:: YOUR GOAL ::
Print the interview passage below word for word, starting with "Even on your" and going on through "on this album?".

Photo by Carlos Garcia 360nmfilm.com

Even on your first record, I feel, you were building bridges between the physical, natural world and this high-tech, virtual reality we’re now forced to live in. Any other themes on this album?

Joachim: “Less transparently, the album title was intended to allude to the concept of eternal recurrence, birth and death and the repetitive cycles of nature. We were inspired by ‘Águas De Março’ on the album ‘Jobim’ by Antônio Carlos Jobim. The circular nature of the musical form itself, the repetitive melody and the fact that the song never really has any cadence or pause is a mirror of certain physical phenomena: in this case, the natural cycles occurring all around us, life and death and life again and the constant transformation of matter. That's what the lyrics are about, more or less.

“We don't have any 'circular' songs per se on ‘Coast 2 Coast,’ but I feel like the album talks about cycles a lot [like the sleep cycle] and has repetitive elements like tremolo guitars and delay that were intended to create an arc or cycle. So, it's not quite a concept album, but these deeper things tie the songs together, and so does the idea of the journey as a concept. It can be materialized as this outside journey, taking your feet and going places and hopping on transportation. Then, there’s that journey inward, which, during COVID, we were literally forced into.”

Speaking of journeys, I wanted to indulge in a bit of ‘stalging [engaging in nostalgia.] I pulled up a quote of Jo’s from our first interview together six years ago:

“Every band wants to be as big as possible, but I want to enjoy what we are doing now…When we started Pearl, all I could see was how good it felt to play music without those other concerns or expectations.”

:: RECORDS ::

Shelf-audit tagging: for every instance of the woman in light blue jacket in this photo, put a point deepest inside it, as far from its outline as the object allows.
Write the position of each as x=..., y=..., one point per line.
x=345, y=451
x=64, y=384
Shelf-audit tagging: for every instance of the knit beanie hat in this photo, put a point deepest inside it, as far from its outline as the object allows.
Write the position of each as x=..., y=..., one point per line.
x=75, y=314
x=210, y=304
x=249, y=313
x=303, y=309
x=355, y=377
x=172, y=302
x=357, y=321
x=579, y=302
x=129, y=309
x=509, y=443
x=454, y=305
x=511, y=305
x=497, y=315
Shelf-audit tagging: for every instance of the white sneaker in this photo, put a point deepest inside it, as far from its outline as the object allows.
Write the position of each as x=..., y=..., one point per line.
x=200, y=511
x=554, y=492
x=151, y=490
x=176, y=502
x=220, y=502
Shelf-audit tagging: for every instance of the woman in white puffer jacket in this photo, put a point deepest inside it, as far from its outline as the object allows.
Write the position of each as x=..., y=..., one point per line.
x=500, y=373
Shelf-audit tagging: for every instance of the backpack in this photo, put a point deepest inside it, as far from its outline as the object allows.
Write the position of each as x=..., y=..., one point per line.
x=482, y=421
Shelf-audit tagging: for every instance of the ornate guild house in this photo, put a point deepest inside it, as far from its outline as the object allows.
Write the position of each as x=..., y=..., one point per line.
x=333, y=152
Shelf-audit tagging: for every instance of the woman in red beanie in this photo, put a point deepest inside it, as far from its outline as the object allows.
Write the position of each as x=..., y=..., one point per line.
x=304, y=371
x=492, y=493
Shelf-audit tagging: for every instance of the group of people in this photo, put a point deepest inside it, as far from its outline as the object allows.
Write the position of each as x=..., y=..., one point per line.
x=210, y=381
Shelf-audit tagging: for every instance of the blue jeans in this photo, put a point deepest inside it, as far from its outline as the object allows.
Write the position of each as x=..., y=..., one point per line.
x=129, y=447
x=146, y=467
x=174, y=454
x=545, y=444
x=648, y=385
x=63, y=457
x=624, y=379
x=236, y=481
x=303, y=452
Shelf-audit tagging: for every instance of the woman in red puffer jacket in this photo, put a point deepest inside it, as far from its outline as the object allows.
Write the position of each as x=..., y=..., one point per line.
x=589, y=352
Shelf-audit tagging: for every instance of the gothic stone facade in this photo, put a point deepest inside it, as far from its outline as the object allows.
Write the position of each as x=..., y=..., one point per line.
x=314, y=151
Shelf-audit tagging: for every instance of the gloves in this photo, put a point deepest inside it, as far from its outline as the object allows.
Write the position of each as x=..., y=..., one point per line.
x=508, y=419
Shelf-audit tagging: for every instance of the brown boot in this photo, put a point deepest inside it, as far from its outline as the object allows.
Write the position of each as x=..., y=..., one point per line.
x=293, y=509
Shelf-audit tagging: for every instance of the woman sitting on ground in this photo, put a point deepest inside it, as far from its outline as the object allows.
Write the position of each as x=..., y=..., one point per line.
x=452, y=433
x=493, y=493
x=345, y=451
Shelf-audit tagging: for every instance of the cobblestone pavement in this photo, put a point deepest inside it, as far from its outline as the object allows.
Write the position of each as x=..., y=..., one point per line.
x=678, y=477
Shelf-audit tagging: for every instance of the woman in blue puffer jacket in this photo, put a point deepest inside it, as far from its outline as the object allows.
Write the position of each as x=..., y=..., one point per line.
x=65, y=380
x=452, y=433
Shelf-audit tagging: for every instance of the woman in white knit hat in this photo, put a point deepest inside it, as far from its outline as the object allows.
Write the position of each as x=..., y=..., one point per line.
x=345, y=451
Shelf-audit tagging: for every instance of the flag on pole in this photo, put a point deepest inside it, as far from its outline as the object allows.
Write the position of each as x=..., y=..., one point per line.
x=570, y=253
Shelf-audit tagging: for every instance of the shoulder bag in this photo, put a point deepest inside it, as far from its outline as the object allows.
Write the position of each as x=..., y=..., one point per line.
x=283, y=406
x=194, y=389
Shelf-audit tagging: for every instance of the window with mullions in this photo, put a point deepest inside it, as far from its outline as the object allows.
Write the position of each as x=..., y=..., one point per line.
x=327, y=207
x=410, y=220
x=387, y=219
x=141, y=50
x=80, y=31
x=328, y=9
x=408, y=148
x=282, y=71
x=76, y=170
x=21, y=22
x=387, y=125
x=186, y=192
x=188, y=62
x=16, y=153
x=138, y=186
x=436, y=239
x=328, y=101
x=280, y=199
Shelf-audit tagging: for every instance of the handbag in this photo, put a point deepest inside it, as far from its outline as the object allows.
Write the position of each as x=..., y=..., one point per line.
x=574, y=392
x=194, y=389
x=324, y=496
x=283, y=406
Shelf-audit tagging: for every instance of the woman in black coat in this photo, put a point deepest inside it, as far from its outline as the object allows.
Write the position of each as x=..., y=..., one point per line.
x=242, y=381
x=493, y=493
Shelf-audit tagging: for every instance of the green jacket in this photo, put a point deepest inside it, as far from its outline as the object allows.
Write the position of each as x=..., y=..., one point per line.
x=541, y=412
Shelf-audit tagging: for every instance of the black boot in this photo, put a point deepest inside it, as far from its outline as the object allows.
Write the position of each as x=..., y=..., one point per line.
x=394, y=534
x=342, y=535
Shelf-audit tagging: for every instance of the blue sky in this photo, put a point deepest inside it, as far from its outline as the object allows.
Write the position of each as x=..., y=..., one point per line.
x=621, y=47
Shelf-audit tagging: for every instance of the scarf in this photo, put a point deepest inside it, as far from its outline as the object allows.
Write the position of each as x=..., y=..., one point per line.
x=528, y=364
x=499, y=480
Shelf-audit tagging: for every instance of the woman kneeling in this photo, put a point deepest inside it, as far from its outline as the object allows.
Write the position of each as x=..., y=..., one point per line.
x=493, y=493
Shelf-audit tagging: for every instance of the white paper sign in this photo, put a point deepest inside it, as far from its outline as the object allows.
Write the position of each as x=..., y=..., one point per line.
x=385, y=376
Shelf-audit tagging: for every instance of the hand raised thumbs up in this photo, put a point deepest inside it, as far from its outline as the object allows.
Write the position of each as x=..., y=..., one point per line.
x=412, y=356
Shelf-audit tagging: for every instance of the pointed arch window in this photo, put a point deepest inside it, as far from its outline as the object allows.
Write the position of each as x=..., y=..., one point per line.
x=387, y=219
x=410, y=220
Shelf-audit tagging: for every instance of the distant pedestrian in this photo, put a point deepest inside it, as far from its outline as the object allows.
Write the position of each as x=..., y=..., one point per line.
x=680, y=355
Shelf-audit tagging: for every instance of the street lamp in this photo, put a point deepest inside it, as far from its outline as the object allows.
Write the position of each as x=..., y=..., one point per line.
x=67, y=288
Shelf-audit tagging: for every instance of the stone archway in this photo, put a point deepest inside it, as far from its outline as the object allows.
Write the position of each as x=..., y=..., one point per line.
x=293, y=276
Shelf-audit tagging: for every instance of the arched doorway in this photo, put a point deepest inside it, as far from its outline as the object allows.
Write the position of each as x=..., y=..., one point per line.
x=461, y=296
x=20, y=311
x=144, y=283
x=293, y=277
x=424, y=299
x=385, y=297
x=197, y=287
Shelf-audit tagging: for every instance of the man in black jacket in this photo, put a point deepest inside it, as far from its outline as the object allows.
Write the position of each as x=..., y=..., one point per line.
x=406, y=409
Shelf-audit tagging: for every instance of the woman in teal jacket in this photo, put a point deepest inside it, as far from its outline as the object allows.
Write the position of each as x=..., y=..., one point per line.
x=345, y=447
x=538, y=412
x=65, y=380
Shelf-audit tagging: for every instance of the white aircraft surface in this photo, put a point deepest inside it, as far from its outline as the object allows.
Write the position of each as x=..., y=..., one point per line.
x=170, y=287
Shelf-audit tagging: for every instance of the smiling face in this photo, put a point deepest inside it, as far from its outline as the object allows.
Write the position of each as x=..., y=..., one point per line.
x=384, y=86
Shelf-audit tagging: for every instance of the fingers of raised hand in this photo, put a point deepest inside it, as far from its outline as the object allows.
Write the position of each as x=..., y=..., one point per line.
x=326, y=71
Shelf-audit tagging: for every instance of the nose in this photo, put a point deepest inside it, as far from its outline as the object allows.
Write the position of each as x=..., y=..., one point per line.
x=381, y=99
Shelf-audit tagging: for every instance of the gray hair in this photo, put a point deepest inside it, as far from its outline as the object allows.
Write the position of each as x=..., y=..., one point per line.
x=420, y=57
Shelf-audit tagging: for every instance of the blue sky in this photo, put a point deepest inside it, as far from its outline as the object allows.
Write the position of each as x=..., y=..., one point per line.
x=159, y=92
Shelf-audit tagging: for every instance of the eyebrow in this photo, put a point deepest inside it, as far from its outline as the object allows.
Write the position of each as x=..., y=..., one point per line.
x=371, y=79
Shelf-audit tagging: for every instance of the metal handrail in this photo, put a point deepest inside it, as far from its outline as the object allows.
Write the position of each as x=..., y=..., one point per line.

:: EXERCISE ANSWER ::
Even on your first record, I feel, you were building bridges between the physical, natural world and this high-tech, virtual reality we’re now forced to live in. Any other themes on this album?